* _YOUR GOAL_
From the records below, pick out every line that contains the string "metal", matching case exactly, and copy each of those lines unchanged.

(Image object location entries)
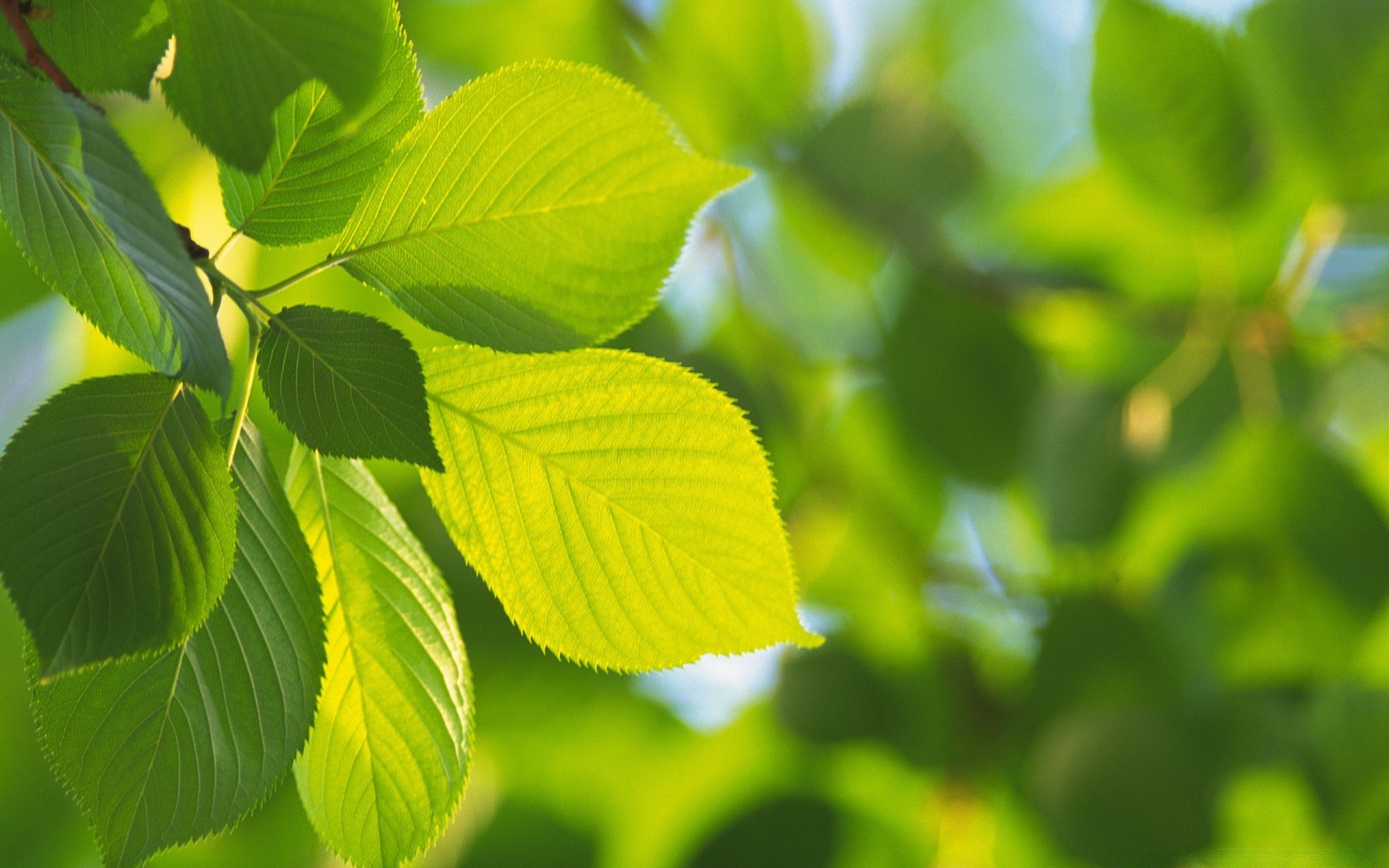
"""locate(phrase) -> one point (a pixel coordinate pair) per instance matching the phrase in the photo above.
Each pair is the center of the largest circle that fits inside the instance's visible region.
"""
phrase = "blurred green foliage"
(1064, 326)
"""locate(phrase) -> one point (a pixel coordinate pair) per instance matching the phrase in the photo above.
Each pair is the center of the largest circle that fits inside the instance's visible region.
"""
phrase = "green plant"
(196, 624)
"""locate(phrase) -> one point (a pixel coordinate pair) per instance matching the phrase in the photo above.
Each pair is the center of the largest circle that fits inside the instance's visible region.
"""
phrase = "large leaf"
(1324, 67)
(347, 385)
(239, 59)
(619, 506)
(117, 520)
(388, 756)
(167, 749)
(102, 45)
(537, 208)
(324, 157)
(88, 218)
(1170, 107)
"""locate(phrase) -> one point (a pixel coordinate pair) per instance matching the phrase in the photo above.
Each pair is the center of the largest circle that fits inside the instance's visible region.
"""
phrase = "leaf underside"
(239, 59)
(87, 216)
(347, 385)
(324, 157)
(388, 756)
(117, 520)
(619, 506)
(166, 749)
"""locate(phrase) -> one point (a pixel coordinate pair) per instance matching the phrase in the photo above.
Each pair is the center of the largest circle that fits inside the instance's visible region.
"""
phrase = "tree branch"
(17, 13)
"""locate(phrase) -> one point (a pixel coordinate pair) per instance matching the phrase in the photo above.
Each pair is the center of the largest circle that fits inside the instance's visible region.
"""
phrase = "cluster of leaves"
(196, 623)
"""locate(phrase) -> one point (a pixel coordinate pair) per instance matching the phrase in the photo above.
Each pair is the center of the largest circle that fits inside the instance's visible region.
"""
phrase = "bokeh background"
(1063, 324)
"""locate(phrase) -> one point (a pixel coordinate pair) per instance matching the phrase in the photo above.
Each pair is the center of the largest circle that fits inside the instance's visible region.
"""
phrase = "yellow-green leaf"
(619, 504)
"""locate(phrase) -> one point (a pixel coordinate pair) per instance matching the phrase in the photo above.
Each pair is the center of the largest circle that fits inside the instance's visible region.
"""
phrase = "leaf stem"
(303, 276)
(253, 335)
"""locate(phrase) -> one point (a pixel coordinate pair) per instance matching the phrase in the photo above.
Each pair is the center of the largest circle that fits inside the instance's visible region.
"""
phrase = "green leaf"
(324, 157)
(1324, 69)
(117, 520)
(1170, 107)
(537, 208)
(734, 72)
(85, 214)
(388, 756)
(347, 385)
(619, 504)
(239, 59)
(102, 45)
(166, 749)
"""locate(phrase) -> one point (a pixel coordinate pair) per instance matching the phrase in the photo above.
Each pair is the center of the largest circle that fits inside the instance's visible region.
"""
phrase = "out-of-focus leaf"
(1081, 464)
(117, 520)
(649, 484)
(388, 754)
(1348, 760)
(1322, 69)
(1170, 107)
(786, 833)
(524, 835)
(239, 59)
(732, 72)
(1267, 486)
(1126, 786)
(323, 156)
(347, 385)
(484, 35)
(89, 220)
(101, 45)
(169, 749)
(537, 208)
(895, 161)
(817, 278)
(41, 353)
(963, 382)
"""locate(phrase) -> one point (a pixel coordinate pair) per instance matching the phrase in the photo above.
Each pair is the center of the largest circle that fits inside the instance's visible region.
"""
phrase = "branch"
(17, 13)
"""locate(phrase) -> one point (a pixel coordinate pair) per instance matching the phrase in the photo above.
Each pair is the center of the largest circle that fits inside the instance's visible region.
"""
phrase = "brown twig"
(17, 13)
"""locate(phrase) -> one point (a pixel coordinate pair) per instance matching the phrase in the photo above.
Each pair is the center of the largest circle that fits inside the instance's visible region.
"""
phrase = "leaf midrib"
(431, 231)
(352, 646)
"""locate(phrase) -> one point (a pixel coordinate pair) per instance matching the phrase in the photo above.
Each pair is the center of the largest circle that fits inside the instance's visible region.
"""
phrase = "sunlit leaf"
(537, 208)
(619, 506)
(347, 385)
(166, 749)
(388, 756)
(117, 520)
(88, 218)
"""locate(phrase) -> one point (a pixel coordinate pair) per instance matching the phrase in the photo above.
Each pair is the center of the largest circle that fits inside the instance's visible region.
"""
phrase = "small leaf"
(102, 45)
(1170, 107)
(85, 214)
(537, 208)
(388, 756)
(239, 59)
(619, 506)
(324, 157)
(347, 385)
(1321, 67)
(117, 520)
(166, 749)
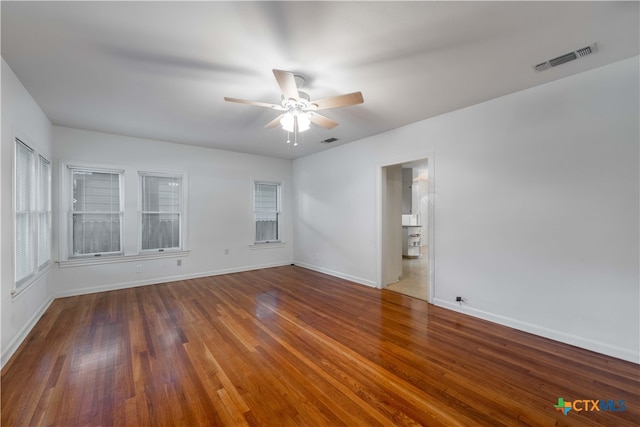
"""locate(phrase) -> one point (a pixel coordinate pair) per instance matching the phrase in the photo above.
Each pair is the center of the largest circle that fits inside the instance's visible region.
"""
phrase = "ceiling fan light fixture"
(287, 122)
(303, 121)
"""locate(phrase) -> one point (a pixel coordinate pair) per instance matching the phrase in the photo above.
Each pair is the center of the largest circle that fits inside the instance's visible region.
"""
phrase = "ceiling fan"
(298, 110)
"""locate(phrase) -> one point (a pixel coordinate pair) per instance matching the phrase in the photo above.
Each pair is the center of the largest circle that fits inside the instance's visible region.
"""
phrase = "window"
(24, 198)
(44, 211)
(96, 213)
(160, 212)
(266, 202)
(32, 197)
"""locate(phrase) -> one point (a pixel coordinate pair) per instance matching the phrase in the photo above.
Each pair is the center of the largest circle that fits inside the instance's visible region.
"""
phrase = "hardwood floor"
(288, 346)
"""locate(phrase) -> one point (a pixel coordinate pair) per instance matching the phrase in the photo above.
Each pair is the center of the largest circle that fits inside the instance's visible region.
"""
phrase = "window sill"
(120, 258)
(267, 245)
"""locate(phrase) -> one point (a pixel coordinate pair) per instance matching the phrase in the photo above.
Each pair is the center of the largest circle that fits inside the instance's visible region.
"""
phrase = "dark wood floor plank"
(289, 346)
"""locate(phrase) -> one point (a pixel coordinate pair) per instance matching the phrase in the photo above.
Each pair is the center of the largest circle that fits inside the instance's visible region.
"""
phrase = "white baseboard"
(571, 339)
(22, 334)
(345, 276)
(158, 280)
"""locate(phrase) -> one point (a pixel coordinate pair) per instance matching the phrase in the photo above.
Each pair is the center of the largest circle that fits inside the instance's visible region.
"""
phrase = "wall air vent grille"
(567, 57)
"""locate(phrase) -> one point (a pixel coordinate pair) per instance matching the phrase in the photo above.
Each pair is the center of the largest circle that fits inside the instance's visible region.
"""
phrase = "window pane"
(96, 233)
(160, 231)
(266, 212)
(24, 227)
(24, 245)
(160, 194)
(24, 186)
(44, 237)
(161, 209)
(96, 192)
(44, 211)
(266, 227)
(44, 195)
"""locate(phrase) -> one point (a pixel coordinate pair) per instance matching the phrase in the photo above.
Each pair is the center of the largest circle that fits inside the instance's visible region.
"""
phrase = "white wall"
(219, 209)
(536, 208)
(21, 117)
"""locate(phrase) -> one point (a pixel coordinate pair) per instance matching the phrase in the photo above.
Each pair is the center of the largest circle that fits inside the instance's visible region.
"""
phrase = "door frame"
(430, 159)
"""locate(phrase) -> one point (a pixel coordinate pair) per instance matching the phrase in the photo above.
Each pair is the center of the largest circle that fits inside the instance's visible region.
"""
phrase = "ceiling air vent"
(328, 140)
(567, 57)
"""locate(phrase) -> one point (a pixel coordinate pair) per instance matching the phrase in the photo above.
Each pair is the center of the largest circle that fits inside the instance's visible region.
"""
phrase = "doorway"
(406, 228)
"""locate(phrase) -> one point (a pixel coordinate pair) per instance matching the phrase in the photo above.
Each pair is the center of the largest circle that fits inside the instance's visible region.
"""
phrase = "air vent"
(328, 140)
(567, 57)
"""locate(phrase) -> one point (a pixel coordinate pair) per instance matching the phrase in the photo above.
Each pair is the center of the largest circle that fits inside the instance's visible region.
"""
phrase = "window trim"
(70, 212)
(37, 268)
(267, 243)
(181, 213)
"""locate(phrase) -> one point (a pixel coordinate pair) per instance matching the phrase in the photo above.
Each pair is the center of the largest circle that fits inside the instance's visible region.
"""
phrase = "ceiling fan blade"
(255, 103)
(321, 120)
(338, 101)
(275, 122)
(287, 84)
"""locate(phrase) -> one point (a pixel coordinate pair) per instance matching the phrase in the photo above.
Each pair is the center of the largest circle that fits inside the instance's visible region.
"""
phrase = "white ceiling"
(160, 70)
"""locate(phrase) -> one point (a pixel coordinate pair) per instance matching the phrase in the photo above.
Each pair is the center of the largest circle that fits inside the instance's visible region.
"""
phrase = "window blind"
(96, 212)
(161, 210)
(266, 212)
(24, 227)
(44, 211)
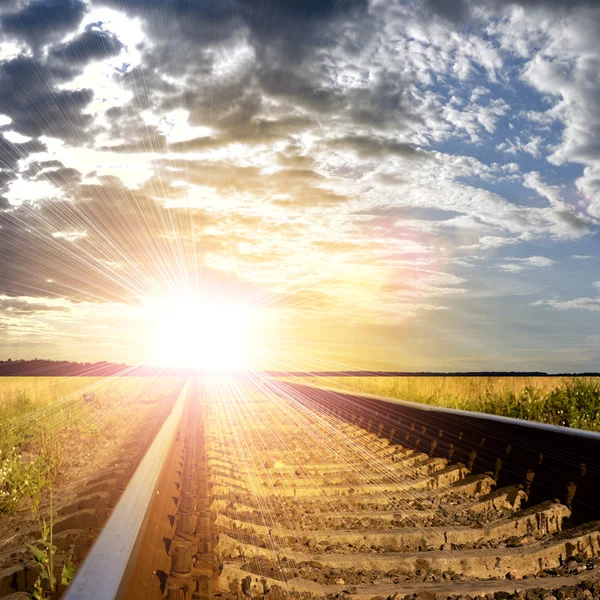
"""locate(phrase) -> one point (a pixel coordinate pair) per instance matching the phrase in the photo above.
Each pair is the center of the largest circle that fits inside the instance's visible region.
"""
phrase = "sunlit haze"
(301, 185)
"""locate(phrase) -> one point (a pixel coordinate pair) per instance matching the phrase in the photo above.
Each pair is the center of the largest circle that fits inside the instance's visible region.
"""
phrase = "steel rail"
(106, 569)
(548, 460)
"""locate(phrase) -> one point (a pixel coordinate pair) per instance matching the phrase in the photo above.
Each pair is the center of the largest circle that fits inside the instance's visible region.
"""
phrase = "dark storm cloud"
(92, 44)
(10, 155)
(297, 25)
(375, 147)
(42, 21)
(462, 11)
(29, 96)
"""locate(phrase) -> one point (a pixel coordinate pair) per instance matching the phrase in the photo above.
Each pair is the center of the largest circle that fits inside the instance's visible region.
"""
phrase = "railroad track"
(261, 489)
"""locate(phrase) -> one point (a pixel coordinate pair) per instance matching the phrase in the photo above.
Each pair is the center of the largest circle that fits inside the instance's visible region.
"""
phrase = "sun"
(196, 334)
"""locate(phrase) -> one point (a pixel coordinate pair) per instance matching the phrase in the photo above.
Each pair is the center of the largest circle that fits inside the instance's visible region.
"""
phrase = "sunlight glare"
(201, 335)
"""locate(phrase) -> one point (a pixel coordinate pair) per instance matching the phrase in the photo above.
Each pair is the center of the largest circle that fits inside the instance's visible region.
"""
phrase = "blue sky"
(395, 185)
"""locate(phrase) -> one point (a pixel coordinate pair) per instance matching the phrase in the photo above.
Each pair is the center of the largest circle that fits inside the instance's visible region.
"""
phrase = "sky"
(384, 185)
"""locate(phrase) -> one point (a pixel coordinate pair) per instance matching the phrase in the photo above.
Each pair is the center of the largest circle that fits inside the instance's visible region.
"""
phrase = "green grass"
(38, 413)
(571, 402)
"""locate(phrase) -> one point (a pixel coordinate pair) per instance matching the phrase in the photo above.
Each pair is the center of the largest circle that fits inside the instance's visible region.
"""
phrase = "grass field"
(572, 402)
(36, 413)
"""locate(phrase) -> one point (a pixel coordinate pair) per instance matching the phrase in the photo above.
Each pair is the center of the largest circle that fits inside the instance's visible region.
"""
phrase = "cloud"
(585, 303)
(517, 265)
(43, 21)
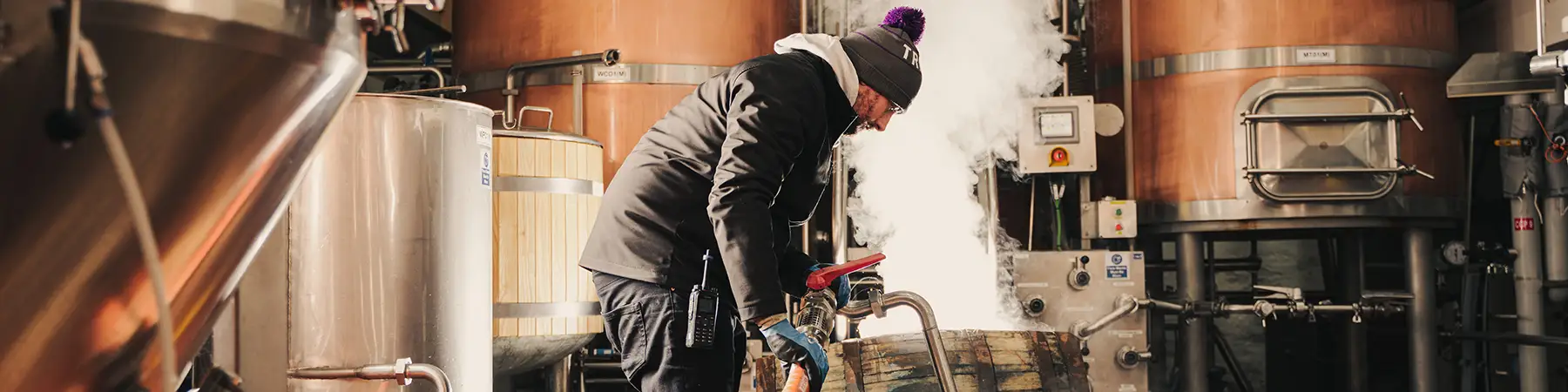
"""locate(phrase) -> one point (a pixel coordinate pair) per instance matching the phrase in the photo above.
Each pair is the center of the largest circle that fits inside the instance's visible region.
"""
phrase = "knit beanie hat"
(885, 55)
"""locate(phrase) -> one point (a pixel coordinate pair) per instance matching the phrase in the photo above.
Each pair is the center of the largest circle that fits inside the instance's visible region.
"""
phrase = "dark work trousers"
(646, 323)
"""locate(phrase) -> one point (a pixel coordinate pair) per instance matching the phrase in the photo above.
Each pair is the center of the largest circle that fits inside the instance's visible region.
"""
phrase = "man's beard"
(862, 125)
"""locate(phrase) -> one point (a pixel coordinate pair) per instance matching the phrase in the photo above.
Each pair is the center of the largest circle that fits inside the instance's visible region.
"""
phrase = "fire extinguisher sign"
(1523, 225)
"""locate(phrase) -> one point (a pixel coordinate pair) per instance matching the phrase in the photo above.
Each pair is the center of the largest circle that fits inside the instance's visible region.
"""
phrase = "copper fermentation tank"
(219, 104)
(1195, 80)
(666, 49)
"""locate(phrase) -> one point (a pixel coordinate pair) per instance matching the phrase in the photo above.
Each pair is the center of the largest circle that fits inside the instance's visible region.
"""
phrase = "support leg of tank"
(1195, 331)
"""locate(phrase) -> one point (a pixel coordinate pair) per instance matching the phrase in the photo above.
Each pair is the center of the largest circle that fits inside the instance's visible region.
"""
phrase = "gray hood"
(828, 49)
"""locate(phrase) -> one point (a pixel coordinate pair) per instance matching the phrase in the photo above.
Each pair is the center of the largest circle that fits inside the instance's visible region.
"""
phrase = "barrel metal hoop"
(543, 309)
(854, 380)
(1281, 57)
(549, 186)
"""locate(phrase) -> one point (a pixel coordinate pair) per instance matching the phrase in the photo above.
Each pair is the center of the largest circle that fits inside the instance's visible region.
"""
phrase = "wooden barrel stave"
(980, 361)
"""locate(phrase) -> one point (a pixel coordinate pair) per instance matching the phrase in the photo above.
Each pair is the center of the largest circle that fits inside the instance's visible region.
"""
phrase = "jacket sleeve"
(762, 135)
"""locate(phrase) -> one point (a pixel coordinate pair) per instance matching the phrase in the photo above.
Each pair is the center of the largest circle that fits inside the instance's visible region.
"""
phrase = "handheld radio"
(703, 311)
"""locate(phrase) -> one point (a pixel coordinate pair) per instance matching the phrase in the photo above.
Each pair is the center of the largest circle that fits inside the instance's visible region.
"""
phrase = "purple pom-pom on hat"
(909, 19)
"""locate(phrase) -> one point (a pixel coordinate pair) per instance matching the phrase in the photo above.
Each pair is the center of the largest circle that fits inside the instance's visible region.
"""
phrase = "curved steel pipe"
(1125, 306)
(607, 58)
(403, 372)
(933, 336)
(441, 78)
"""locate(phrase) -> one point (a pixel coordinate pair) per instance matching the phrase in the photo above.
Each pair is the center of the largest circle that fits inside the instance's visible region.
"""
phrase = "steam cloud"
(916, 182)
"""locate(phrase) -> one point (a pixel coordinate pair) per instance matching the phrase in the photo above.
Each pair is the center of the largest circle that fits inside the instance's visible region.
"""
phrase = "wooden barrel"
(980, 361)
(1189, 78)
(666, 47)
(546, 196)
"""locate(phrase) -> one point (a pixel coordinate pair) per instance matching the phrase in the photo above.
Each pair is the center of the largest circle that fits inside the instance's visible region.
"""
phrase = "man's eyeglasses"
(894, 109)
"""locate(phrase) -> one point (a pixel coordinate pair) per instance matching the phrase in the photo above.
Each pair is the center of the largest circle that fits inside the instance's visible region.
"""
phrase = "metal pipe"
(1193, 333)
(1328, 117)
(578, 99)
(1159, 305)
(403, 372)
(1540, 33)
(1470, 314)
(1528, 290)
(987, 190)
(1125, 306)
(933, 336)
(441, 78)
(1513, 339)
(607, 57)
(1552, 220)
(1126, 101)
(841, 199)
(435, 91)
(1230, 361)
(1348, 256)
(1423, 313)
(1084, 199)
(1246, 264)
(1556, 233)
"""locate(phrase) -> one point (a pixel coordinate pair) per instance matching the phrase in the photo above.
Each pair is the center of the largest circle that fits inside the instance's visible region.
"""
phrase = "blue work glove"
(841, 286)
(794, 347)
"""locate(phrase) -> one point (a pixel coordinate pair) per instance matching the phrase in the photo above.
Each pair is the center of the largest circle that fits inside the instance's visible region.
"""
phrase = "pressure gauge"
(1454, 253)
(1058, 125)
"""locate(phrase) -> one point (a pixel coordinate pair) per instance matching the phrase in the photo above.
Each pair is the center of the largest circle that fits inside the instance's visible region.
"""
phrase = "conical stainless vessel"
(220, 102)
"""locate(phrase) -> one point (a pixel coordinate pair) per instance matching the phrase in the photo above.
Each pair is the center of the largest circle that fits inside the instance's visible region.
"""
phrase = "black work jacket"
(729, 170)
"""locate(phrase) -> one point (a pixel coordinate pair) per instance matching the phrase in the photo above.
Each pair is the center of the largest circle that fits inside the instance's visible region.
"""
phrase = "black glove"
(794, 347)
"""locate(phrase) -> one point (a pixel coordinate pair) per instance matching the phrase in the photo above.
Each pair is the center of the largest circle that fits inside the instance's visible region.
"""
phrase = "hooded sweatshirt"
(828, 49)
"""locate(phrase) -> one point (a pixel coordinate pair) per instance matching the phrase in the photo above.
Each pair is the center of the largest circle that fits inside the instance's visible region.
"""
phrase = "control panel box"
(1066, 287)
(1111, 220)
(1060, 137)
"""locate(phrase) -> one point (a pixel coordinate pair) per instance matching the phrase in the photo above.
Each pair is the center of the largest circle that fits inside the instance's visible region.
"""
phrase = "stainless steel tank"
(219, 104)
(389, 243)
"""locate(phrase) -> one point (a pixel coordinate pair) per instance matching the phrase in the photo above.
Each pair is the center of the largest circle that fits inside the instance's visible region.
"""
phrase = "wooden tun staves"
(982, 361)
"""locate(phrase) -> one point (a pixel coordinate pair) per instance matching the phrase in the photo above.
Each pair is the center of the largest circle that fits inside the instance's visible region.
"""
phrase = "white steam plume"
(916, 182)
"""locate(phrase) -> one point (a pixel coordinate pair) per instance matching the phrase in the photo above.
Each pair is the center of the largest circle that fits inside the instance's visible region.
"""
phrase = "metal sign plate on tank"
(1044, 276)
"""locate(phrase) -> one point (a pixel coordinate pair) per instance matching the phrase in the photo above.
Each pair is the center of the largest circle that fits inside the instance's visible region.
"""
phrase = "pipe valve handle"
(823, 278)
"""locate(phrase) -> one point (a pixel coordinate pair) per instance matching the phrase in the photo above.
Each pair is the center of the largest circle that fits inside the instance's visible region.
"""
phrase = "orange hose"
(797, 380)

* _WORKED ANSWER_
phrase = "barrel metal hoop"
phrase = "metal pipe"
phrase = "metal sign plate on tank"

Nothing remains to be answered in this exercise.